> **How to complete this task**
Line by line, output the data that follows exactly as written.

[Saved entries]
--
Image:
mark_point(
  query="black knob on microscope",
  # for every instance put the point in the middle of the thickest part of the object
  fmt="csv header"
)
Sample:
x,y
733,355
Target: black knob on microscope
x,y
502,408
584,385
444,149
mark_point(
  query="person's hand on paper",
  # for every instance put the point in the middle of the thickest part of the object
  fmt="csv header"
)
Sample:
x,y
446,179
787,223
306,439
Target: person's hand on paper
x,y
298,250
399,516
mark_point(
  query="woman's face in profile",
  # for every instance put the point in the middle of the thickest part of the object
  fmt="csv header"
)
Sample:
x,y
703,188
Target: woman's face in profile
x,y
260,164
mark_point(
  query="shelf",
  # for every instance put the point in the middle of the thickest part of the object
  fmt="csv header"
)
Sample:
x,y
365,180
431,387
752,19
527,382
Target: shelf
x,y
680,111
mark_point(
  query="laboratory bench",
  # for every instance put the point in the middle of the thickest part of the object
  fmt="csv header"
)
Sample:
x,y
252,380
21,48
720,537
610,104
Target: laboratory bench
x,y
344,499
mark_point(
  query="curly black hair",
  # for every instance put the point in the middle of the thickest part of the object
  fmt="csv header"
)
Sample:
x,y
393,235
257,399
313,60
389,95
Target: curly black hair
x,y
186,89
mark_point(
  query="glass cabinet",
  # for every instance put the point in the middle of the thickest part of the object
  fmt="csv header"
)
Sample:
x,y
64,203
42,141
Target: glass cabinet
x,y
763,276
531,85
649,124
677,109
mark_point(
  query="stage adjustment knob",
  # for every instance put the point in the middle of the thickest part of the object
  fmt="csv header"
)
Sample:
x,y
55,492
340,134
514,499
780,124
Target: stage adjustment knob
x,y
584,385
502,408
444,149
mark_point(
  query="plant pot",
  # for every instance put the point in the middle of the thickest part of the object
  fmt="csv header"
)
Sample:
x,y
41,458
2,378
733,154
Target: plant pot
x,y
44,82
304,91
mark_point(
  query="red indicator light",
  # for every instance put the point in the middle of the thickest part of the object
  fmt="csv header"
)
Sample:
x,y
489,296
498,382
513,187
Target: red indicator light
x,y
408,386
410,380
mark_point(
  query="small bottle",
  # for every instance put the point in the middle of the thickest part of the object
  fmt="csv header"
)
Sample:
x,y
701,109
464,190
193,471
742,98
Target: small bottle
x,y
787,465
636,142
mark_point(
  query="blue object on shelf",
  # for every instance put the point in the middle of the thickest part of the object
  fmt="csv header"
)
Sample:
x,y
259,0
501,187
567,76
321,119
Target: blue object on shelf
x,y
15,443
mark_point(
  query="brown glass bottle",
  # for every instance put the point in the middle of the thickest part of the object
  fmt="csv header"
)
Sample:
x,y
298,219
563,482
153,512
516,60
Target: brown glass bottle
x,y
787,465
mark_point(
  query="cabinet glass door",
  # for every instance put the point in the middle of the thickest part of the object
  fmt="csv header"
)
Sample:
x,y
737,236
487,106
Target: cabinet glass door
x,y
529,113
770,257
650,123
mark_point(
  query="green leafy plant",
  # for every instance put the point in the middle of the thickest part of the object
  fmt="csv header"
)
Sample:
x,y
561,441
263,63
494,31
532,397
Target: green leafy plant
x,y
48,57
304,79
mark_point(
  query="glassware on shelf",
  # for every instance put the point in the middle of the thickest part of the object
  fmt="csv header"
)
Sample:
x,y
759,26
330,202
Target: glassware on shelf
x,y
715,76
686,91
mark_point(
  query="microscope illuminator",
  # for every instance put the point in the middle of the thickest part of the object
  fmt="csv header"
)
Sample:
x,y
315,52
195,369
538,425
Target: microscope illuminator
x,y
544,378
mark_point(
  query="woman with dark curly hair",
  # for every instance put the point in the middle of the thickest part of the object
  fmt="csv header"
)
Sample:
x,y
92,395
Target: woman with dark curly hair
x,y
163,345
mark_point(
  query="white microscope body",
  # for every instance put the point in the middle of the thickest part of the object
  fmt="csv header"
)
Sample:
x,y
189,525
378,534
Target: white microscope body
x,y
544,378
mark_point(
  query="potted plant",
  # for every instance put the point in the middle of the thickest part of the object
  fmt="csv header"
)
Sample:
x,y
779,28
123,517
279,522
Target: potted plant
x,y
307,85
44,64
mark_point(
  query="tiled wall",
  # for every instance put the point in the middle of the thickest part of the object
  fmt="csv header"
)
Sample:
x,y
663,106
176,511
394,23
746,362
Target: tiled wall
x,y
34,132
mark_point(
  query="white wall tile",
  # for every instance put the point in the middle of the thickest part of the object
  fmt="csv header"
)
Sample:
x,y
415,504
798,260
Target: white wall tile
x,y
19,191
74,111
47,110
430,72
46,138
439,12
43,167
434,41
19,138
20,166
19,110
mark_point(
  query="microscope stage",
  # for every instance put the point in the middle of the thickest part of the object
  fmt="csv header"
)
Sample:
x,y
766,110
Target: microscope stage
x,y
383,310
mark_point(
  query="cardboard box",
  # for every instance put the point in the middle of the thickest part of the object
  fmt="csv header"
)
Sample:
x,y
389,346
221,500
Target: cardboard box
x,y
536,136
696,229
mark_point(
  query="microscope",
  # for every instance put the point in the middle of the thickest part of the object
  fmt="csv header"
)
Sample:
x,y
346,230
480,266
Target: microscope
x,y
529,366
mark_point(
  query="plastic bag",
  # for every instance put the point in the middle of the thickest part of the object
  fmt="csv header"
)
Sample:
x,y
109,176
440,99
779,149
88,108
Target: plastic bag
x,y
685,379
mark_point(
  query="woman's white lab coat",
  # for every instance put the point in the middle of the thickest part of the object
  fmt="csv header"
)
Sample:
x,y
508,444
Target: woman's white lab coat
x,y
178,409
--
> **Completed task**
Image:
mark_point(
  query="black knob on microscope",
  # for every instance put the point in the middle of the thickest part of the object
  fmt="csv header"
)
Sample:
x,y
733,355
Target: black knob on microscope
x,y
502,408
584,385
444,149
mark_point(
  query="person's hand on paper",
  # for every instance put the point in the middle of the thickest part of the object
  fmt="csv header"
)
Sample:
x,y
446,179
787,223
306,439
Target: person's hand on paper
x,y
298,250
399,516
mark_point(
  query="woman's face in profile",
  # for every instance put the point in the middle of the thickest part of the object
  fmt="csv header"
)
Sample:
x,y
703,188
Target: woman's face in profile
x,y
260,164
mark_point(
  query="shelf",
  # for every instance put the point in the middle of the thickest part of the object
  fmt="csv header"
)
Sample:
x,y
365,180
431,387
752,19
527,382
Target: shelf
x,y
680,111
mark_point(
  query="laboratory bench",
  # for every instance put the point in the middle of the thickest part of the object
  fmt="csv header"
)
Sample:
x,y
252,380
21,48
720,537
610,104
Target: laboratory bench
x,y
344,499
mark_point(
  query="curly black hair",
  # for every instance put the point in the middle of the thickest part of the object
  fmt="csv header"
)
Sample:
x,y
393,235
257,399
313,60
389,95
Target: curly black hair
x,y
186,89
mark_point(
  query="glass cabinet",
  # for every instance put the point in the middle of the thickest part of the object
  fmt="csv header"
)
Sample:
x,y
64,203
42,141
Target: glass cabinet
x,y
763,276
531,85
649,124
677,109
mark_point(
  query="stage adjustment knob",
  # for every instance put the point in the middle of the thickest part of the object
  fmt="csv header"
)
Sample:
x,y
55,492
340,134
514,499
780,124
Target: stage adjustment knob
x,y
584,385
502,408
444,149
mark_point(
  query="plant pot",
  # for every instance put the point in the middle of the thickest part of the object
  fmt="csv header"
)
Sample:
x,y
41,458
2,378
733,154
Target: plant pot
x,y
44,82
304,91
mark_point(
  query="red indicator light",
  # for every instance put the point in the middle of the thickest part of the object
  fmt="csv header"
)
Sample:
x,y
489,296
498,382
513,187
Target: red indicator light
x,y
408,386
410,380
mark_point(
  query="small bottle",
  # for every instance put the point in the middle of the thickest part of the object
  fmt="csv header"
)
Sample:
x,y
701,109
464,190
193,471
742,98
Target: small bottle
x,y
787,465
636,142
mark_point(
  query="blue object on shelf",
  # for every instance put the point in the middle of the thickest part of the object
  fmt="csv header"
)
Sample:
x,y
259,0
501,187
567,76
321,119
Target: blue object on shelf
x,y
15,443
mark_point(
  query="brown glass bottle",
  # for every instance put the point in the middle of the thickest part of the object
  fmt="csv header"
)
Sample:
x,y
298,219
563,482
153,512
516,60
Target: brown glass bottle
x,y
787,465
mark_point(
  query="cabinet glass door",
  # for every instance put the point in the middle of the thickest part of the object
  fmt="csv header"
)
Sample:
x,y
737,236
487,106
Target: cabinet glass door
x,y
529,113
770,257
650,123
mark_point(
  query="green leafy plant",
  # for every instance put the point in the middle of the thickest part of the object
  fmt="csv header"
)
Sample:
x,y
561,441
263,63
494,31
532,397
Target: green leafy plant
x,y
48,57
304,79
mark_point(
  query="glassware on shelf",
  # for every instance put the point in the middle of the thickest part of the object
  fmt="csv header"
)
Sample:
x,y
759,26
330,202
Target: glassware on shelf
x,y
715,76
686,91
mark_point(
  query="microscope illuminator",
  # for every instance put the point in the middle of the thickest part of the object
  fmt="csv header"
)
Sample:
x,y
315,52
195,369
538,425
Target: microscope illuminator
x,y
544,378
mark_point(
  query="woman with dark curly hair",
  # for every instance put the point in the middle of the thickest part of the object
  fmt="csv header"
)
Sample:
x,y
92,395
Target: woman with dark curly hair
x,y
163,345
mark_point(
  query="white microscope body",
  # for every instance put the point in the middle of the thickest part of the object
  fmt="csv header"
)
Sample:
x,y
189,525
378,534
Target: white microscope body
x,y
544,378
mark_point(
  query="potted plant",
  # for every instance put the point in the middle of the thickest part of the object
  fmt="csv header"
)
Sample:
x,y
779,28
123,517
279,522
Target: potted plant
x,y
307,85
44,64
mark_point(
  query="tiled wall",
  # for every instance put the point in the middle of the thickest part of the object
  fmt="csv header"
)
Sample:
x,y
663,106
176,511
394,23
746,362
Target: tiled wall
x,y
34,132
mark_point(
  query="white wall tile",
  # for every instance put the point in the middle of the thickest part of the object
  fmt="csv header"
)
Sample:
x,y
415,504
798,260
Target: white wall tile
x,y
19,191
74,111
47,110
430,72
46,138
439,12
43,167
434,41
19,138
20,166
19,110
mark_point(
  query="microscope stage",
  # for every instance put the point in the middle of the thickest part of the object
  fmt="csv header"
)
Sample:
x,y
766,110
Target: microscope stage
x,y
383,310
mark_point(
  query="cardboard box",
  # for every instance put the point in the middle of the thickest part of the object
  fmt="csv header"
)
Sample:
x,y
389,346
221,500
Target: cardboard box
x,y
536,136
696,229
mark_point(
  query="microscope",
  # for every instance put the point in the middle of the thickest part of the object
  fmt="csv header"
)
Sample:
x,y
346,230
480,266
Target: microscope
x,y
529,366
mark_point(
  query="plastic bag",
  # for every instance put the point in the middle of the thickest part of the object
  fmt="csv header"
)
Sample:
x,y
109,176
440,99
779,149
88,108
Target: plastic bag
x,y
685,379
mark_point(
  query="woman's white lab coat",
  # for every instance put the point in the middle of the thickest part of the object
  fmt="csv header"
)
Sample:
x,y
508,444
Target: woman's white lab coat
x,y
178,409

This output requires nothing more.